Extract provided:

--- START ---

Is there any elegant or idiomatic solution to this problem?

Many thanks in advance!


EDIT:

The background to this question is that I'm trying to implement the DPLL-algorithm in Prolog. I thought it would by clever to directly parse the logical term to a Prolog-term to make easy use of the Prolog backtracking facility:

  • Input: some logical term, e.g T = [x,'&&',y]
  • Term after parsing: [G_123,'&&',G_456] (now featuring "real" Prolog variables)
  • Assign a value from { boolean(t), boolean(f) } to the first unbound variable in T.
  • simplify the term.
  • ... repeat or backtrack until a assignment v is found so that v(T) = t or the search space is depleted.

I'm pretty new to Prolog and honestly couldn't figure out a better approach. I'm very interested in better alternatives! (So I'm kinda half-shure that this is what I want ;-) and thank you very much for your support so far ...)

2
At what point do you want to actually look at the X and the Y? Do you insist on having an 'x' map to an X? Or is it simply that you want to have all your 'x' refer to the same variable in the final parse tree?user1812457
@Boris I edited the question to give more context - I don't care for the variable name as long as always refers to the same variable .jules

2 Answers

3
votes

You want to associate ground terms like x (no need to write 'x') with uninstantiated variables. Certainly that does not constitute a pure relation. So it is not that clear to me that you actually want this.

And where do you get the list [x, &&, x] in the first place? You probably have some kind of tokenizer. If possible, try to associate variable names to variables prior to the actual parsing. If you insist to perform that association during parsing you will have to thread a pair of variables throughout your entire grammar. That is, instead of a clean grammar like

power(P) --> factor(F), power_r(F, P).

you will now have to write

power(P, D0,D) --> factor(F, D0,D1), power_r(F, P, D1,D).
%        ^^^^                ^^^^^                 ^^^^

since you are introducing context into an otherwise context free grammar.

When parsing Prolog text, the same problem occurs. The association between a variable name and a concrete variable is already established during tokenizing. The actual parser does not have to deal with it.

--- END ---

Assignment 1: Echo everything in the Prolog thread from "You want to associate" down to "power_r(F, P, D1,D).".
Assignment 2: In the Prolog thread, why would associating names with variables during parsing force the grammar to thread a pair of variables through every rule? Answer in one to three sentences.
Assignment 3: What are the steps in the bulleted outline of the planned approach in the Prolog thread?
The data that comes next is separate from the Prolog thread.

Source information:
--- START ---

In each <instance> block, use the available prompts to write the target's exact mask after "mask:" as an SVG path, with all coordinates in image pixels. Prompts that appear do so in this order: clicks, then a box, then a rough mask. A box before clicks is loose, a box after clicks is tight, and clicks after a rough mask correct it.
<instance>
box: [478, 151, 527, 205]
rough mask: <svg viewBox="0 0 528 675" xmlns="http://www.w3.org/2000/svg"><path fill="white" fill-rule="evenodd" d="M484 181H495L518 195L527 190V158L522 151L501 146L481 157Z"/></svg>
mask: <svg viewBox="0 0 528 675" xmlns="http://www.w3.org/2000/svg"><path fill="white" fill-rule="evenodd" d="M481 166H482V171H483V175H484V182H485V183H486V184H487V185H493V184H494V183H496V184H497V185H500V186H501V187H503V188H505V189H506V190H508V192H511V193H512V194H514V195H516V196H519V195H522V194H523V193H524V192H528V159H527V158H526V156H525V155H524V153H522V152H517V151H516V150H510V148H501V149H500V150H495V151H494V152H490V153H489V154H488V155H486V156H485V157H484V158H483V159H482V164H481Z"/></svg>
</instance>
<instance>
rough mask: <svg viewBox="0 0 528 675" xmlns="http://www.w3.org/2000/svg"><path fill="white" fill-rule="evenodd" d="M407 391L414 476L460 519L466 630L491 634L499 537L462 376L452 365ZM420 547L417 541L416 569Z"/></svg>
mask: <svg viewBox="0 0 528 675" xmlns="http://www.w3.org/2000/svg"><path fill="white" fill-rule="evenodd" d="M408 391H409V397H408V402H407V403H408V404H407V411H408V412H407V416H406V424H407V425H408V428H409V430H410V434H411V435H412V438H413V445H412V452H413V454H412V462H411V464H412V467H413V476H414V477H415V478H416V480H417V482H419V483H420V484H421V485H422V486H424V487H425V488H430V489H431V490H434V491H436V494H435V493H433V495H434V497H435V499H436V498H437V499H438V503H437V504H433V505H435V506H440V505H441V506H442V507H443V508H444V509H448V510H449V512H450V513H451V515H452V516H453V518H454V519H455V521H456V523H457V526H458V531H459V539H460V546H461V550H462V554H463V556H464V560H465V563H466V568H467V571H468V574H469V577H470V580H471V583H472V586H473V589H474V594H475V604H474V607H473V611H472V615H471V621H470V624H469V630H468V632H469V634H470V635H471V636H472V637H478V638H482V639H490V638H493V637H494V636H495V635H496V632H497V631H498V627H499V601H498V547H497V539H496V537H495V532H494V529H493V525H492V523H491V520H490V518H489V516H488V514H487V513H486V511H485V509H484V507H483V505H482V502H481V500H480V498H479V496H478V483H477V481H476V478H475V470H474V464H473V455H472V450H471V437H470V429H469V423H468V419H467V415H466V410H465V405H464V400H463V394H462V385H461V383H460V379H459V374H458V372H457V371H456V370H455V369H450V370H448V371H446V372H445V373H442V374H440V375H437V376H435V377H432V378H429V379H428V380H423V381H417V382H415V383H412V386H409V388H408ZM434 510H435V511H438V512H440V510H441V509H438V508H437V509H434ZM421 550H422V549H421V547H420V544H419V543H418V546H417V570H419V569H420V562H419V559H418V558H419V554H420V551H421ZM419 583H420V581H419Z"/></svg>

--- END ---

Problem solution 1:
You want to associate ground terms like x (no need to write 'x') with uninstantiated variables. Certainly that does not constitute a pure relation. So it is not that clear to me that you actually want this.

And where do you get the list [x, &&, x] in the first place? You probably have some kind of tokenizer. If possible, try to associate variable names to variables prior to the actual parsing. If you insist to perform that association during parsing you will have to thread a pair of variables throughout your entire grammar. That is, instead of a clean grammar like

power(P) --> factor(F), power_r(F, P).

you will now have to write

power(P, D0,D) --> factor(F, D0,D1), power_r(F, P, D1,D).

Problem solution 2: Doing the association during parsing introduces context into an otherwise context-free grammar. Each rule must therefore carry that context along as an extra pair of arguments. For example, power(P) becomes power(P, D0,D).

Problem solution 3:
- Take a logical term as input, e.g. T = [x,'&&',y].
- Parse it into a term with real Prolog variables, e.g. [G_123,'&&',G_456].
- Assign a value from { boolean(t), boolean(f) } to the first unbound variable in T.
- Simplify the term.
- Repeat or backtrack until an assignment v with v(T) = t is found or the search space is depleted.